Start of Page excerpt
Screen Shot 2014-09-09 at 12.34.00 PMYesterday, Ray Rice was expelled from the NFL for hitting his wife. Of course, we have known this for seven months. We didn’t learn anything new yesterday, but we saw it for the first time. And that changed everything. Unfortunately. What yesterday’s reaction from the Ravens and the NFL did most of all was highlight their lack of leadership throughout the entire incident. Four days after the incident, there was a video of Rice dragging Janey Palmer off the elevator they had both walked on and dropping her on the floor like a sack of potatoes. What else did the NFL and Ravens need to drop the boom on a player who like all players has a clause in his contract calling for ethical behavior? Apparently they needed the world to see a video of the incident.

One of the silliest things I heard yesterday were people complaining that the NFL hadn’t bothered, or weren’t offered, or didn’t ask for, this video. What did they need it for? Rice hit Palmer and then dragged her off the elevator unconscious. Why does anyone need to see it to know that what he did was awful, inexcusable, and given his reaction after the incident, probably not the first time he has hit a woman. The NFL didn’t need to see it to know it was horrible, what they needed was leadership dedicated to a clear set of principles about player behavior that they will adhere to whether there is a video or not.
End of Page excerpt
Start of Information
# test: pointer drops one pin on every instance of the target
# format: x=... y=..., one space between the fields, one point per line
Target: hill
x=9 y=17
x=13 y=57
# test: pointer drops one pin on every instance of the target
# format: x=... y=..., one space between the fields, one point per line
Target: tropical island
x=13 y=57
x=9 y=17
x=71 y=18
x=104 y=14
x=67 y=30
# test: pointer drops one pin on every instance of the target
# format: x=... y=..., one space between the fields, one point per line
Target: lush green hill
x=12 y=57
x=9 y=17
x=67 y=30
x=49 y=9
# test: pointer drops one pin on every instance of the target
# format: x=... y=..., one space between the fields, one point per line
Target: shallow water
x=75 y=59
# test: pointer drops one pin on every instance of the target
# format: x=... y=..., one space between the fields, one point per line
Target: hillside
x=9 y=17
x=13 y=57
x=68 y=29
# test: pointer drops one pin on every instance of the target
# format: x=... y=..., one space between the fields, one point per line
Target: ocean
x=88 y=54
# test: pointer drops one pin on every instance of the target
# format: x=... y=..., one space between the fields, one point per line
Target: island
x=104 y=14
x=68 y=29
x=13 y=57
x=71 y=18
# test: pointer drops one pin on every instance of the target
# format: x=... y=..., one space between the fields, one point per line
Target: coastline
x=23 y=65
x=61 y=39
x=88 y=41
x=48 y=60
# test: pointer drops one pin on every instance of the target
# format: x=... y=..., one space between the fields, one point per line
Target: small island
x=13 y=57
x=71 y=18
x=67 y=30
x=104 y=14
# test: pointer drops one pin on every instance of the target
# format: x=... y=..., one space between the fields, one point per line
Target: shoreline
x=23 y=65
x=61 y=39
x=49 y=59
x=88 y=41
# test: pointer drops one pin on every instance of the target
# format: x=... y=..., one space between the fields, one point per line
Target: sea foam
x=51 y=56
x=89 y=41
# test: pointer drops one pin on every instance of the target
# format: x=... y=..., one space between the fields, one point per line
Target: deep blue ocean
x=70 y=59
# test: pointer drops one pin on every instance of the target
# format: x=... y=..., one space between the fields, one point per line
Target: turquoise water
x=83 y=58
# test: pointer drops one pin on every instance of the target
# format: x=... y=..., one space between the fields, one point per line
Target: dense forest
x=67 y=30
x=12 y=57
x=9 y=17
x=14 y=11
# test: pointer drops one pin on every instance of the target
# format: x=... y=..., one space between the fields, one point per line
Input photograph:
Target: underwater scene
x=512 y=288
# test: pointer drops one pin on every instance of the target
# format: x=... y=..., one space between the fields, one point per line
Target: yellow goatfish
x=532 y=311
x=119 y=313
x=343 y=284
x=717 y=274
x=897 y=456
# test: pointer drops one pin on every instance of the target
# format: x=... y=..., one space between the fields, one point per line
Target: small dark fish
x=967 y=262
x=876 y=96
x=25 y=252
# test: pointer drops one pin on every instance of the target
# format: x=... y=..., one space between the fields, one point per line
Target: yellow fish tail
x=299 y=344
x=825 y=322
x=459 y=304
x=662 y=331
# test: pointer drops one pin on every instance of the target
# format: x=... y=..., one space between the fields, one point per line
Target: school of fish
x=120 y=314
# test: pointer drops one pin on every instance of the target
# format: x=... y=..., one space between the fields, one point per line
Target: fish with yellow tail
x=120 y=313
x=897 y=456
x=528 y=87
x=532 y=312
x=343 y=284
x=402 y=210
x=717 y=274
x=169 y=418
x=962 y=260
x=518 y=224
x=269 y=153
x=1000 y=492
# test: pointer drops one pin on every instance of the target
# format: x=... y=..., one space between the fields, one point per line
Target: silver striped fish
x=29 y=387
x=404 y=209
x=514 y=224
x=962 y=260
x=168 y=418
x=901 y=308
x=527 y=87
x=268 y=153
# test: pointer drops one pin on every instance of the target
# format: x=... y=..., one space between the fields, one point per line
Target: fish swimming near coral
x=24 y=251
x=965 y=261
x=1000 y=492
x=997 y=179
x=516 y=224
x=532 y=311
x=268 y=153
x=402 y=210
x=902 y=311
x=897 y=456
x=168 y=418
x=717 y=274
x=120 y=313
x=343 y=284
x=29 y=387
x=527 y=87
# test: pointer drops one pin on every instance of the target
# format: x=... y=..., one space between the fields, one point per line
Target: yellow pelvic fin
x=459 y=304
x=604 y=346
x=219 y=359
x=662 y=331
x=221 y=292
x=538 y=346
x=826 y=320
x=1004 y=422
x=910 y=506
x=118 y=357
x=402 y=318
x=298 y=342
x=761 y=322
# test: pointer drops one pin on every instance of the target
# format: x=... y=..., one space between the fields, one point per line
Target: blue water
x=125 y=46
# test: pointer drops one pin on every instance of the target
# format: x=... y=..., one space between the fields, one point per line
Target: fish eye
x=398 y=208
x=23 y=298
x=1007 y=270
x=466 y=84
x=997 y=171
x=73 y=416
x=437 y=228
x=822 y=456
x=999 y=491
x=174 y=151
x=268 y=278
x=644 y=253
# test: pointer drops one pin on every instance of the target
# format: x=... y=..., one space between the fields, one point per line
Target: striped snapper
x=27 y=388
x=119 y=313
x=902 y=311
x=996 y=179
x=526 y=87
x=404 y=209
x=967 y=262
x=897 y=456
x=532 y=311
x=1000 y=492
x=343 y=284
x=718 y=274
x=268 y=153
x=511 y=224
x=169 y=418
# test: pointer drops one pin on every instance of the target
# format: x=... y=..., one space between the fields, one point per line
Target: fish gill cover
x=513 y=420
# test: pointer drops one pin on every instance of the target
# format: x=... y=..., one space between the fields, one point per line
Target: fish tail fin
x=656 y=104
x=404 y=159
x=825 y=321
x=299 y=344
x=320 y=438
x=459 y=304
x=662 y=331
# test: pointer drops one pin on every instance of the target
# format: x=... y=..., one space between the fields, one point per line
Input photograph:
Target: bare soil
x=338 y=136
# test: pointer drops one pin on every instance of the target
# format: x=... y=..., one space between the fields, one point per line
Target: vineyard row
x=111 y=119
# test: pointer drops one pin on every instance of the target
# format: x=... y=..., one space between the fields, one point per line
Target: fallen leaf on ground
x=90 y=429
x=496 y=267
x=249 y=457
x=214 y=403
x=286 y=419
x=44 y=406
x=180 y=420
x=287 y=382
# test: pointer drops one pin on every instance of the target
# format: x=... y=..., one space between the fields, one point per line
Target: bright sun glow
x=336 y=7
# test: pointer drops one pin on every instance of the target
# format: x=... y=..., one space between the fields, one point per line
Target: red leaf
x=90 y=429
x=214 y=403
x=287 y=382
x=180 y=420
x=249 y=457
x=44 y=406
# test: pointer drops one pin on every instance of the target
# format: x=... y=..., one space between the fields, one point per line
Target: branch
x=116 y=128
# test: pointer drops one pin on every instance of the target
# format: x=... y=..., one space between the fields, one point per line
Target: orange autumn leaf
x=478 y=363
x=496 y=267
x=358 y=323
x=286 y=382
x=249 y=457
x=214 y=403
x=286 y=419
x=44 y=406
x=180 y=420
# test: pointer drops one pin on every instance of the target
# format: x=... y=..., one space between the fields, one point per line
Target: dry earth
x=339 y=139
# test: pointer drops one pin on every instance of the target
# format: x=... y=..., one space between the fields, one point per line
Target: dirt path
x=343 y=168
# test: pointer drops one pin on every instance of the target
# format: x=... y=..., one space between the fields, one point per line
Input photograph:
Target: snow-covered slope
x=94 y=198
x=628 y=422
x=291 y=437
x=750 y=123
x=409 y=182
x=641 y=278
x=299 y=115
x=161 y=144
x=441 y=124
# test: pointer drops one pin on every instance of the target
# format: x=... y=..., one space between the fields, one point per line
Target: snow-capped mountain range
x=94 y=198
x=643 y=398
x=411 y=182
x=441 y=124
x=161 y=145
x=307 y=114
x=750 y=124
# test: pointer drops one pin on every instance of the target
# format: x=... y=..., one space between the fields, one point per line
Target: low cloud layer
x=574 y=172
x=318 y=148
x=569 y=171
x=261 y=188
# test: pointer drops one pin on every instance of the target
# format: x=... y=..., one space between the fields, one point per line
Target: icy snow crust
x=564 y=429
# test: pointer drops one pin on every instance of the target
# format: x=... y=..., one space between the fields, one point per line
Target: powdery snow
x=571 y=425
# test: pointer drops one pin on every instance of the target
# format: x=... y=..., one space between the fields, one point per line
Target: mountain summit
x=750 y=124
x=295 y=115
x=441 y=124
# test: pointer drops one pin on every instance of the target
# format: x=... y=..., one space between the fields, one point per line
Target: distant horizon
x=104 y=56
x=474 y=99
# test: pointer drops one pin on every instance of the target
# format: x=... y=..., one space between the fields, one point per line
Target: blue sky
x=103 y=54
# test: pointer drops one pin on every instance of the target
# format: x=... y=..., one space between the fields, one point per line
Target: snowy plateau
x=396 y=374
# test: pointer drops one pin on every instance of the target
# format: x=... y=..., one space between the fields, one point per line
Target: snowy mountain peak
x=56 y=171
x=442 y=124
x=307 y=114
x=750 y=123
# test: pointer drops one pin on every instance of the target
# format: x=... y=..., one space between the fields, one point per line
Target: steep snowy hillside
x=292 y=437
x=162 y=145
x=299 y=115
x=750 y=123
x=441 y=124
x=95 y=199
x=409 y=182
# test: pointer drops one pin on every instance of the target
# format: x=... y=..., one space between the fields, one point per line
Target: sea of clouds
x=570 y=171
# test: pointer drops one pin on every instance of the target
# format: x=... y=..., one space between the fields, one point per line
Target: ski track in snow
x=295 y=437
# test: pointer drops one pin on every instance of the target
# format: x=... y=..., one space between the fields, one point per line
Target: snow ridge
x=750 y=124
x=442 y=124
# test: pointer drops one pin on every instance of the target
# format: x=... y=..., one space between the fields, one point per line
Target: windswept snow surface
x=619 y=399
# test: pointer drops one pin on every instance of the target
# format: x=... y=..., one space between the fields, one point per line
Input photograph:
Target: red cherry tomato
End of Information
**To do**
(1) Copy the Ray Rice commentary word for word between "Screen Shot 2014-09-09" and "of the incident.", inclusive.
(2) Translate this sentence from the Ray Rice commentary into Spanish: "We didn’t learn anything new yesterday, but we saw it for the first time."
Work only from the Ray Rice commentary.

**Solutions**
(1)
Screen Shot 2014-09-09 at 12.34.00 PMYesterday, Ray Rice was expelled from the NFL for hitting his wife. Of course, we have known this for seven months. We didn’t learn anything new yesterday, but we saw it for the first time. And that changed everything. Unfortunately. What yesterday’s reaction from the Ravens and the NFL did most of all was highlight their lack of leadership throughout the entire incident. Four days after the incident, there was a video of Rice dragging Janey Palmer off the elevator they had both walked on and dropping her on the floor like a sack of potatoes. What else did the NFL and Ravens need to drop the boom on a player who like all players has a clause in his contract calling for ethical behavior? Apparently they needed the world to see a video of the incident.

(2) Ayer no aprendimos nada nuevo, pero lo vimos por primera vez.